----- Text for analysis -----
Prime Minister Benjamin Netanyahu responded with anger Tuesday after a former senior military official said Israel risked becoming “a pariah state” over the war in Gaza.
“A sane country does not wage war against civilians, does not kill babies as a pastime, and does not engage in mass population displacement,” Yair Golan, a left-wing opposition voice and the former deputy chief of staff of the Israeli army, said in a charged interview with local radio station Reshet Bet.
Comparing Israel’s actions to those of South Africa’s during the decades of apartheid, the leader of the small Democrats party and longtime critic of Netanyahu, added, “The Jewish people, who have endured persecution, pogroms, and genocides throughout our history .. are the ones now taking actions that are utterly unconscionable.”
Golan’s words drew swift condemnation, with Netanyahu calling them an “outrageous incitement against our heroic soldiers and against the State of Israel.”
Israeli defense minister Israel Katz called the comments “vile blood libel against our regular and reserve soldiers,” while the far-right finance minister, Bezalel Smotrich, said Golan “knowingly spreads lies, defames Israel and the IDF in the eyes of the world.”
Meanwhile, former Israeli Prime Minister Ehud Barak called Golan “a brave, direct man,” adding that his comments referred to Israel’s political leaders, not soldiers.
-----
Exercises:
- A) In the news report on Yair Golan's remarks, which local radio station aired his interview?
- B) Reproduce the passage of the news report on Yair Golan's remarks that starts at "Golan’s words drew" and ends at "leaders, not soldiers.".
----- Material shown -----
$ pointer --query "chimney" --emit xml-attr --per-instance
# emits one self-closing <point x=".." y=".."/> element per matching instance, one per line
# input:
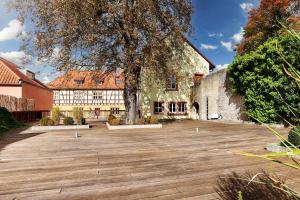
<point x="30" y="74"/>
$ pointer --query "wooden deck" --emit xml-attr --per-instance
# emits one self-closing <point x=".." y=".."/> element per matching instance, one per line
<point x="175" y="162"/>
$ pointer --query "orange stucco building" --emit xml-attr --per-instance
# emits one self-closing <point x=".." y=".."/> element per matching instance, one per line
<point x="14" y="83"/>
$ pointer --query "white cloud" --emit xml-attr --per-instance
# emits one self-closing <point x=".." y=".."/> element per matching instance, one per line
-----
Answers per task:
- A) Reshet Bet

- B)
Golan’s words drew swift condemnation, with Netanyahu calling them an “outrageous incitement against our heroic soldiers and against the State of Israel.”
Israeli defense minister Israel Katz called the comments “vile blood libel against our regular and reserve soldiers,” while the far-right finance minister, Bezalel Smotrich, said Golan “knowingly spreads lies, defames Israel and the IDF in the eyes of the world.”
Meanwhile, former Israeli Prime Minister Ehud Barak called Golan “a brave, direct man,” adding that his comments referred to Israel’s political leaders, not soldiers.